◆ Collected data entries
<<<<
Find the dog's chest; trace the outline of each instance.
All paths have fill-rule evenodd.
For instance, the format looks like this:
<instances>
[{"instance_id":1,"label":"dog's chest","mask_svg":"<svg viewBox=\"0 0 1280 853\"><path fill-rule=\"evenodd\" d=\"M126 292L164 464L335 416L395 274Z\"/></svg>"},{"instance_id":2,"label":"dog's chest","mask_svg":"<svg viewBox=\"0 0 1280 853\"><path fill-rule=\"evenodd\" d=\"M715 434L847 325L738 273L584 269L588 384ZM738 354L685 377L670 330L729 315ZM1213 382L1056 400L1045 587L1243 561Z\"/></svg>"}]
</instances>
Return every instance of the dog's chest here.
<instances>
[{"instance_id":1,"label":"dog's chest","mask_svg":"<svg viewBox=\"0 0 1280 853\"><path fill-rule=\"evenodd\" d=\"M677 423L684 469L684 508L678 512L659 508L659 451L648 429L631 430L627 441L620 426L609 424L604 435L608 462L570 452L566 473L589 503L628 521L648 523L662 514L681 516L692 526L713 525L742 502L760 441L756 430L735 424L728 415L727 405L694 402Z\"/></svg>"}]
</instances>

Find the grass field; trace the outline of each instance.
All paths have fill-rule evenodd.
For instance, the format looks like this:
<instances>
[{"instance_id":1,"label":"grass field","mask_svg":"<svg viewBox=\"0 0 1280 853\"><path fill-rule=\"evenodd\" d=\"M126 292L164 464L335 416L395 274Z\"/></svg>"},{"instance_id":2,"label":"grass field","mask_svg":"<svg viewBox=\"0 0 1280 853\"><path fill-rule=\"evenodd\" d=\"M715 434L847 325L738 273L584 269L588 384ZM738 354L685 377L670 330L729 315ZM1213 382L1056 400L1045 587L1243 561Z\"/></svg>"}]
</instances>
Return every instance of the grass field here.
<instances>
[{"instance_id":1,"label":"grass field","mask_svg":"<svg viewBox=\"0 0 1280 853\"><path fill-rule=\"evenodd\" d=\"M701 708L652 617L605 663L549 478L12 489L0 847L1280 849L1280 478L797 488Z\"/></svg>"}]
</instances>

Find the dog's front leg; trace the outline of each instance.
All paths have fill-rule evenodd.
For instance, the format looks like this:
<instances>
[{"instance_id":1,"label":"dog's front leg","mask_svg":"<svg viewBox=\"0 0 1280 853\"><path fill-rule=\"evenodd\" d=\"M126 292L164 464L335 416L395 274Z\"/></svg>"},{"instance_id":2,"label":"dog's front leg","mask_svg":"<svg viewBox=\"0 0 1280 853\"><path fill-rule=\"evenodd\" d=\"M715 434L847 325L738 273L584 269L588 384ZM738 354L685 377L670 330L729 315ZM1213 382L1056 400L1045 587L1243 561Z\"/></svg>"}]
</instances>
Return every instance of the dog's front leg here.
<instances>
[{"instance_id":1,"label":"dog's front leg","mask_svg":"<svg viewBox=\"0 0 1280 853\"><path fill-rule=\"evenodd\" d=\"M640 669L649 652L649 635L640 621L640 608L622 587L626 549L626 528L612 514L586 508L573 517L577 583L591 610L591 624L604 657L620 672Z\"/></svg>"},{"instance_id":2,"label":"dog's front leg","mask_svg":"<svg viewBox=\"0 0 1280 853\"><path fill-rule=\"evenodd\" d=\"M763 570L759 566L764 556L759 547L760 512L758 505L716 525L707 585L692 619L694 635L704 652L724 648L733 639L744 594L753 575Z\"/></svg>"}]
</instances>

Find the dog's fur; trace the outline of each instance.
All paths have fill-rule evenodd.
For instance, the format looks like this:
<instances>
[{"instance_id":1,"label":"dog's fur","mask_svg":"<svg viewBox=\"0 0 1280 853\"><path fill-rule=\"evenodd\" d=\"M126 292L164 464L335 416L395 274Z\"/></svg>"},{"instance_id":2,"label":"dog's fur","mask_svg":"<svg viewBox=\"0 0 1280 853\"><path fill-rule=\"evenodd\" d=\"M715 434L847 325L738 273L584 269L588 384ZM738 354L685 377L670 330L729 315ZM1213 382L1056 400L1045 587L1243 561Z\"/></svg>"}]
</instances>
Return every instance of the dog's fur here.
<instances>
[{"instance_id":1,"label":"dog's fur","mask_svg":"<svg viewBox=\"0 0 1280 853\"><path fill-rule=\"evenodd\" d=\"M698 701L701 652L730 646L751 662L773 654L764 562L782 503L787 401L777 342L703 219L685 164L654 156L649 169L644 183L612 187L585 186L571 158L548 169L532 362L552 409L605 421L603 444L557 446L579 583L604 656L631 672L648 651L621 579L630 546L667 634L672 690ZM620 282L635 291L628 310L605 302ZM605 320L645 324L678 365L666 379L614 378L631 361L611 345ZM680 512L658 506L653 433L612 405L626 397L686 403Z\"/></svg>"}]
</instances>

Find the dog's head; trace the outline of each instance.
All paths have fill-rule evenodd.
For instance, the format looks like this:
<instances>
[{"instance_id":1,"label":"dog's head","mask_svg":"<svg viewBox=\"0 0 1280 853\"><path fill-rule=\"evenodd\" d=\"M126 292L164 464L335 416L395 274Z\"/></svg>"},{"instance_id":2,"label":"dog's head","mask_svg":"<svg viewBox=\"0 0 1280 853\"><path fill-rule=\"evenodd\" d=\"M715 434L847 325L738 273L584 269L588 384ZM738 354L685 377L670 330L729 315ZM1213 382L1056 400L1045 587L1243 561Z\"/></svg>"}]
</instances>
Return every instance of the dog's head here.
>>>>
◆ Exercise requirements
Can you print all of the items above, word for word and unchanged?

◆ Answer for this exercise
Find the dog's chest; trace the outline of each instance.
All paths have fill-rule evenodd.
For instance, the format looks like this:
<instances>
[{"instance_id":1,"label":"dog's chest","mask_svg":"<svg viewBox=\"0 0 1280 853\"><path fill-rule=\"evenodd\" d=\"M126 292L164 464L335 416L395 274Z\"/></svg>"},{"instance_id":2,"label":"dog's chest","mask_svg":"<svg viewBox=\"0 0 1280 853\"><path fill-rule=\"evenodd\" d=\"M715 434L847 325L738 273L584 269L588 384ZM738 354L685 377L670 330L729 315ZM1213 382L1056 400L1045 587L1243 561Z\"/></svg>"}]
</instances>
Return every instance of the dog's chest here.
<instances>
[{"instance_id":1,"label":"dog's chest","mask_svg":"<svg viewBox=\"0 0 1280 853\"><path fill-rule=\"evenodd\" d=\"M677 423L684 469L684 508L678 512L659 508L659 451L648 429L631 430L627 441L620 426L609 424L604 435L608 462L570 452L566 473L589 503L628 521L648 523L662 514L681 516L692 526L713 525L742 502L760 441L756 430L735 424L728 415L727 405L694 402Z\"/></svg>"}]
</instances>

Find the grass field; trace the outline of each instance.
All paths have fill-rule evenodd.
For instance, the format looks like this:
<instances>
[{"instance_id":1,"label":"grass field","mask_svg":"<svg viewBox=\"0 0 1280 853\"><path fill-rule=\"evenodd\" d=\"M126 292L164 464L335 416L395 274Z\"/></svg>"},{"instance_id":2,"label":"grass field","mask_svg":"<svg viewBox=\"0 0 1280 853\"><path fill-rule=\"evenodd\" d=\"M715 434L847 325L738 273L584 269L588 384ZM738 354L685 377L670 330L729 315ZM1213 382L1056 400L1045 587L1243 561Z\"/></svg>"}]
</instances>
Return every instance of the grass field here.
<instances>
[{"instance_id":1,"label":"grass field","mask_svg":"<svg viewBox=\"0 0 1280 853\"><path fill-rule=\"evenodd\" d=\"M701 708L652 617L605 663L549 478L12 489L0 847L1280 849L1280 478L797 488Z\"/></svg>"}]
</instances>

Find the dog's front leg; trace the outline of each instance.
All paths have fill-rule evenodd.
For instance, the format looks like this:
<instances>
[{"instance_id":1,"label":"dog's front leg","mask_svg":"<svg viewBox=\"0 0 1280 853\"><path fill-rule=\"evenodd\" d=\"M126 292L164 464L335 416L395 274Z\"/></svg>"},{"instance_id":2,"label":"dog's front leg","mask_svg":"<svg viewBox=\"0 0 1280 853\"><path fill-rule=\"evenodd\" d=\"M715 434L847 325L738 273L584 269L588 384ZM738 354L685 377L670 330L729 315ZM1213 382L1056 400L1045 587L1243 561Z\"/></svg>"}]
</instances>
Return every instance of the dog's front leg here.
<instances>
[{"instance_id":1,"label":"dog's front leg","mask_svg":"<svg viewBox=\"0 0 1280 853\"><path fill-rule=\"evenodd\" d=\"M640 669L649 652L649 635L640 621L640 608L622 587L626 549L626 528L612 514L586 508L573 517L577 583L591 610L591 624L604 657L620 672Z\"/></svg>"},{"instance_id":2,"label":"dog's front leg","mask_svg":"<svg viewBox=\"0 0 1280 853\"><path fill-rule=\"evenodd\" d=\"M763 570L759 566L764 556L759 547L760 512L758 505L716 525L707 585L692 619L694 635L704 652L724 648L733 639L744 594L753 575Z\"/></svg>"}]
</instances>

Find the dog's fur; trace the outline of each instance.
All paths have fill-rule evenodd.
For instance, the format looks like this:
<instances>
[{"instance_id":1,"label":"dog's fur","mask_svg":"<svg viewBox=\"0 0 1280 853\"><path fill-rule=\"evenodd\" d=\"M126 292L164 464L335 416L395 274Z\"/></svg>"},{"instance_id":2,"label":"dog's fur","mask_svg":"<svg viewBox=\"0 0 1280 853\"><path fill-rule=\"evenodd\" d=\"M715 434L847 325L738 273L584 269L588 384ZM738 354L685 377L670 330L729 315ZM1213 382L1056 400L1045 587L1243 561Z\"/></svg>"}]
</instances>
Return every instance of the dog's fur here.
<instances>
[{"instance_id":1,"label":"dog's fur","mask_svg":"<svg viewBox=\"0 0 1280 853\"><path fill-rule=\"evenodd\" d=\"M698 701L701 652L730 646L751 662L773 654L764 562L782 503L787 401L777 342L703 219L685 164L654 156L649 169L644 183L612 187L585 186L571 158L548 169L532 362L552 409L605 421L603 444L557 446L579 583L604 656L631 672L648 651L621 579L630 546L667 634L672 690ZM620 282L635 291L628 310L605 302ZM605 320L645 324L678 365L666 379L614 378L631 361L611 345ZM680 512L658 506L653 433L612 405L626 397L686 403Z\"/></svg>"}]
</instances>

Find the dog's head; trace the outline of each instance.
All paths have fill-rule evenodd.
For instance, the format looks like this:
<instances>
[{"instance_id":1,"label":"dog's head","mask_svg":"<svg viewBox=\"0 0 1280 853\"><path fill-rule=\"evenodd\" d=\"M126 292L164 464L335 416L395 274Z\"/></svg>"},{"instance_id":2,"label":"dog's head","mask_svg":"<svg viewBox=\"0 0 1280 853\"><path fill-rule=\"evenodd\" d=\"M715 434L847 325L738 273L584 269L588 384ZM738 354L685 377L670 330L729 315ZM1213 382L1056 400L1045 587L1243 561Z\"/></svg>"}]
</instances>
Return every instance of the dog's head here.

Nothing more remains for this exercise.